BEGIN EXTRACTED DATA

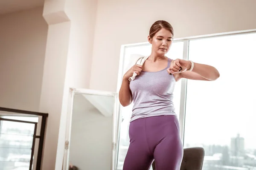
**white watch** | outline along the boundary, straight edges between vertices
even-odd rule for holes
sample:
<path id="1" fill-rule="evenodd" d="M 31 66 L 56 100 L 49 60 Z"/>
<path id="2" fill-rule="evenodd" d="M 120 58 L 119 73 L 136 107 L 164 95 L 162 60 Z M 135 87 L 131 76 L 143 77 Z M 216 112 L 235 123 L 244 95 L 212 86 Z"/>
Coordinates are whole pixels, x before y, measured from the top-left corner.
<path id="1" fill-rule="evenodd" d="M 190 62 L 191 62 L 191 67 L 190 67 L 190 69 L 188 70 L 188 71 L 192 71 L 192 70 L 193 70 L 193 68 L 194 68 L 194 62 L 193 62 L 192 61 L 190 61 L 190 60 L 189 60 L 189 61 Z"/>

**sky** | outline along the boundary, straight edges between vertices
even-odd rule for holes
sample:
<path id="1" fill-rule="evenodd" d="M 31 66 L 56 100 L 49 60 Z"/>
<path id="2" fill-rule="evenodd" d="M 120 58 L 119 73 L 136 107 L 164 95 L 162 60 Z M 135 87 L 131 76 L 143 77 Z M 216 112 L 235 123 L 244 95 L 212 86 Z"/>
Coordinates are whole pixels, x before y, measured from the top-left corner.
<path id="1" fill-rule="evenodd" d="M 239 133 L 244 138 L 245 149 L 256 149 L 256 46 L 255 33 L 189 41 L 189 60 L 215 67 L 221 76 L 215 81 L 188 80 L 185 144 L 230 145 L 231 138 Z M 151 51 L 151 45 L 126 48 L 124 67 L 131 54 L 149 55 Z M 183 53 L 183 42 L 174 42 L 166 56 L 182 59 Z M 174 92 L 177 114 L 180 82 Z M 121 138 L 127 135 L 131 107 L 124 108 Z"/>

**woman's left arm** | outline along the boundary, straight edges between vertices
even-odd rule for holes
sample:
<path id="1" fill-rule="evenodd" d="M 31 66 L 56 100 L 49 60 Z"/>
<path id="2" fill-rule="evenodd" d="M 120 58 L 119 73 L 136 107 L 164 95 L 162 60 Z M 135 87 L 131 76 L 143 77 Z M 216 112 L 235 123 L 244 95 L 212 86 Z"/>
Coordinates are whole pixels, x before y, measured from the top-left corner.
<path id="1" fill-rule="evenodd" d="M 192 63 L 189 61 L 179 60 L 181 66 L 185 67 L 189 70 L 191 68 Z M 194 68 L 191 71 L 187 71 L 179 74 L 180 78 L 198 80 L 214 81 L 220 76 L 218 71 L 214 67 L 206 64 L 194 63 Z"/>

END EXTRACTED DATA

#### WHAT THIS TASK INVOLVES:
Without the pictures, restate each entry exactly.

#### CORRECT RESULT:
**white watch** | outline along the boundary, straight edges between vertices
even-odd rule for holes
sample:
<path id="1" fill-rule="evenodd" d="M 31 66 L 56 100 L 49 60 Z"/>
<path id="2" fill-rule="evenodd" d="M 120 58 L 119 73 L 136 107 L 164 95 L 162 60 Z M 135 87 L 131 76 L 143 77 Z M 216 112 L 235 123 L 244 95 L 212 86 Z"/>
Coordinates are whole pixels, x before y, measured from the top-left corner.
<path id="1" fill-rule="evenodd" d="M 190 62 L 191 62 L 191 67 L 190 67 L 190 69 L 188 70 L 188 71 L 192 71 L 192 70 L 193 70 L 193 68 L 194 68 L 194 62 L 193 62 L 192 61 L 190 61 L 190 60 L 189 60 L 189 61 Z"/>

**sky** | outline along the boundary, straight edges between vertices
even-odd rule for holes
sample:
<path id="1" fill-rule="evenodd" d="M 31 66 L 56 100 L 49 60 Z"/>
<path id="2" fill-rule="evenodd" d="M 120 58 L 119 73 L 136 107 L 164 95 L 162 60 Z M 135 87 L 131 76 L 143 77 Z M 216 112 L 235 123 L 244 95 L 212 86 Z"/>
Coordinates are whole pixels, x before y, measured from the top-left corner.
<path id="1" fill-rule="evenodd" d="M 239 133 L 244 138 L 245 149 L 256 149 L 256 46 L 255 33 L 189 41 L 189 60 L 215 67 L 221 76 L 215 81 L 188 80 L 185 144 L 230 145 L 231 138 Z M 151 51 L 151 45 L 126 48 L 124 67 L 131 54 L 149 55 Z M 183 53 L 183 42 L 174 42 L 166 56 L 182 59 Z M 174 92 L 177 114 L 180 82 Z M 121 138 L 127 135 L 131 107 L 124 108 Z"/>

**woman's left arm** | outline along the boundary, straight edges between vertices
even-odd rule for holes
sample:
<path id="1" fill-rule="evenodd" d="M 31 66 L 56 100 L 49 60 Z"/>
<path id="2" fill-rule="evenodd" d="M 120 58 L 119 73 L 136 107 L 164 95 L 162 60 Z M 135 87 L 131 76 L 143 77 Z M 216 112 L 235 123 L 244 95 L 212 86 Z"/>
Coordinates are whole pixels, x before y, measured from the top-left corner.
<path id="1" fill-rule="evenodd" d="M 192 63 L 189 61 L 179 60 L 181 66 L 185 67 L 189 70 L 191 68 Z M 194 68 L 191 71 L 187 71 L 179 74 L 180 78 L 198 80 L 214 81 L 220 76 L 218 71 L 214 67 L 206 64 L 194 63 Z"/>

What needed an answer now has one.